» **Extract provided**
+++++

Read the article that inspired this post by clicking here.
This simple statement reveals something profound about human nature that our productivity-obsessed culture has forgotten. Some of life's most essential processes aren't meant to be optimized. They're meant to be honored.
The perfectionist's paradox
When you dig beneath the surface of maximizing behavior, you find something unexpected: not confidence, but profound anxiety.
The person obsessing over sleep metrics isn't sleeping better—they're lying awake worried about their sleep score. The wealth-maximizer isn't enjoying financial security—they're trapped in workaholism, always one deal away from enough. The fitness maximizer isn't celebrating their strength—they're considering steroids because their natural limits feel like failure.
This is the perfectionist's paradox: the harder you chase perfection, the more imperfect you feel.
Research on perfectionism shows that it's strongly correlated with anxiety, depression, and burnout. When nothing is ever good enough, you live in a constant state of dissatisfaction with yourself and your life.
The goal isn't the problem. The relationship with the goal is.
The performance trap
Maximizing culture thrives on performance. Every aspect of life becomes a stage where you're constantly auditioning for approval—from others, from society, from the invisible audience of social media metrics.
Consider the performative family. From the outside, it looks perfect: coordinated outfits, Pinterest-worthy birthday parties, carefully curated vacation photos. But behind the scenes, there's often anxiety, exhaustion, and children who learn that love is conditional on maintaining the performance.
The family doesn't exist for itself anymore. It exists for the image of itself.
This is what happens when we mistake the map for the territory. The performance becomes more important than the experience it's supposed to represent. We optimize for appearances rather than actual wellbeing.
The passive revolution
What would it look like to approach life more passively? Not lazily or carelessly, but with the wisdom that some things are meant to be protected rather than pushed?
Think about sleep again. The best sleep happens when you're not trying to sleep. When you create the right conditions—darkness, cool temperature, comfortable bedding—and then get out of the way. The moment you start forcing it, measuring it, or anxious about it, it becomes elusive.

+++++

» **Work to complete**
**a.** What does the passage on maximizing culture say perfectionism is strongly correlated with?
**b.** Copy out the stretch of the passage on maximizing culture from "Research on perfectionism" through "image of itself.".
The items come from a source unrelated to the passage on maximizing culture.

+++++

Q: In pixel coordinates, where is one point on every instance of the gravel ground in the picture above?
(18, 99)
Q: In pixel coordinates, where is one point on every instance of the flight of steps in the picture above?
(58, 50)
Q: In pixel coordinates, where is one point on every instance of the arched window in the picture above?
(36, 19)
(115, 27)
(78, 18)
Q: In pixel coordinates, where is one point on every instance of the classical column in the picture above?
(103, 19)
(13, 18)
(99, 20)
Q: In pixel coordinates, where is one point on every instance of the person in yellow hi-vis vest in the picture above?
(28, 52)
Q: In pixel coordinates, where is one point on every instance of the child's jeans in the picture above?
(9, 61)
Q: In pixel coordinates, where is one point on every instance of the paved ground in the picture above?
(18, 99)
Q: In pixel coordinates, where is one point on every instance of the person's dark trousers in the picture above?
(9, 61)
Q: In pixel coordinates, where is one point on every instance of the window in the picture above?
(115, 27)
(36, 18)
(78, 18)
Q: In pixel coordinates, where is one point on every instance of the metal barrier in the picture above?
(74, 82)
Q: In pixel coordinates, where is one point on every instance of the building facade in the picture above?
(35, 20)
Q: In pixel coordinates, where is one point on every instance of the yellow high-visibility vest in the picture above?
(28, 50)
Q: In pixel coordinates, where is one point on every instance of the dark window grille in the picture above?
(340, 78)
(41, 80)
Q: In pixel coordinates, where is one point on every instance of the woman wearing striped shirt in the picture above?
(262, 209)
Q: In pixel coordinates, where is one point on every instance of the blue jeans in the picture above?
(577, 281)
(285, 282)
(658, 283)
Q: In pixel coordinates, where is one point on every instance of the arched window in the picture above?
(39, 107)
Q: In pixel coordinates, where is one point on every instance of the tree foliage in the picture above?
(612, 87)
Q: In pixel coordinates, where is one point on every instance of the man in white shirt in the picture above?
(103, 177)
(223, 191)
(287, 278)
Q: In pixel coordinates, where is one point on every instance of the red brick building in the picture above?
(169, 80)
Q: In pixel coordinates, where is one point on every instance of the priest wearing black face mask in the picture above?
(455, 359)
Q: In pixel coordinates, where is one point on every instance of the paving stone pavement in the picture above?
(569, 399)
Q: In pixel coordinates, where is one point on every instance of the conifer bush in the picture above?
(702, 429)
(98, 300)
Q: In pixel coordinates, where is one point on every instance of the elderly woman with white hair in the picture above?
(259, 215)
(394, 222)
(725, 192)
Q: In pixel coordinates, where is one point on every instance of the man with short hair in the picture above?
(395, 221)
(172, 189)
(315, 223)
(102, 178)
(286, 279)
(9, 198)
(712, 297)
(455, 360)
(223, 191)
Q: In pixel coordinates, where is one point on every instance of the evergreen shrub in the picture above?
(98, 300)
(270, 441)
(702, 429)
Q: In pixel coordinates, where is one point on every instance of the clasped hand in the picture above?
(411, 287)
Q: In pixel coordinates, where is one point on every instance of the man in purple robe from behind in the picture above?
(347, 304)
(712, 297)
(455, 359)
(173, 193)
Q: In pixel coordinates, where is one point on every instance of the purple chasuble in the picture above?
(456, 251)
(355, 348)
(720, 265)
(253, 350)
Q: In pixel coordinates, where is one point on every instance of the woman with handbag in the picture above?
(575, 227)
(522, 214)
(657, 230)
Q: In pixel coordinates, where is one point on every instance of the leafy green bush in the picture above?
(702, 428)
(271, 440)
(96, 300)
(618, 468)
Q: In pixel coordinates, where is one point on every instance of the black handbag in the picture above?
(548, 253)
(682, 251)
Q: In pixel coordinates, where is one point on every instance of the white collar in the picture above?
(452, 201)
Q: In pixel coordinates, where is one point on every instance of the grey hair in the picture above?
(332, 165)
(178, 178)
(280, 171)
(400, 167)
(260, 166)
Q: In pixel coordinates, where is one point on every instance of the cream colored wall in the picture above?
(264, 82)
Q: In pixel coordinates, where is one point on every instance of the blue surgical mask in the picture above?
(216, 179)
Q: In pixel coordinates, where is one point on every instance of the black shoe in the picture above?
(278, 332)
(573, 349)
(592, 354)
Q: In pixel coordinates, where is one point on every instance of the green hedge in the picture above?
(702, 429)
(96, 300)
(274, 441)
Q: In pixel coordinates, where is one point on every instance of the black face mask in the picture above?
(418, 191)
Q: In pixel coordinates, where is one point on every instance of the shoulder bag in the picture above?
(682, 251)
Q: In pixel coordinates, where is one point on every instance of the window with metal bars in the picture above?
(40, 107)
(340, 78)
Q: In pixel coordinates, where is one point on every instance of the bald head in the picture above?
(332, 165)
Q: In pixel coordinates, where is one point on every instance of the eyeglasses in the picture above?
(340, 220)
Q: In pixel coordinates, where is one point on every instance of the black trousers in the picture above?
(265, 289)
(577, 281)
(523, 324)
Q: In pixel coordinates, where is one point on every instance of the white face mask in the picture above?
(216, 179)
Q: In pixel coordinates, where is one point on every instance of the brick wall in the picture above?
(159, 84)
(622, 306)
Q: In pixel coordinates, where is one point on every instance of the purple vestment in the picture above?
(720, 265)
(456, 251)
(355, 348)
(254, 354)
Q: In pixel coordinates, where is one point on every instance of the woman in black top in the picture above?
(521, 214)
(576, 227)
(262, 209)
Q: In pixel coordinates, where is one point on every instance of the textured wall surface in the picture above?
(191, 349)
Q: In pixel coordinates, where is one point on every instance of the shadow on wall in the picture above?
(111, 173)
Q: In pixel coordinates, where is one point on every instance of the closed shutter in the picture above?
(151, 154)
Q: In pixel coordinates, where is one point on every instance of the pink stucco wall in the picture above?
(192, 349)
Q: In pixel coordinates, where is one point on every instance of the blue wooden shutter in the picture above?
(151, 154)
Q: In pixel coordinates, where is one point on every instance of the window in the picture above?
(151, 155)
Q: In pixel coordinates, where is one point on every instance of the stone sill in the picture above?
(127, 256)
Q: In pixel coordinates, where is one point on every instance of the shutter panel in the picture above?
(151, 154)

+++++

» **Solved tasks**
**a.** Anxiety, depression, and burnout.

**b.**
Research on perfectionism shows that it's strongly correlated with anxiety, depression, and burnout. When nothing is ever good enough, you live in a constant state of dissatisfaction with yourself and your life.
The goal isn't the problem. The relationship with the goal is.
The performance trap
Maximizing culture thrives on performance. Every aspect of life becomes a stage where you're constantly auditioning for approval—from others, from society, from the invisible audience of social media metrics.
Consider the performative family. From the outside, it looks perfect: coordinated outfits, Pinterest-worthy birthday parties, carefully curated vacation photos. But behind the scenes, there's often anxiety, exhaustion, and children who learn that love is conditional on maintaining the performance.
The family doesn't exist for itself anymore. It exists for the image of itself.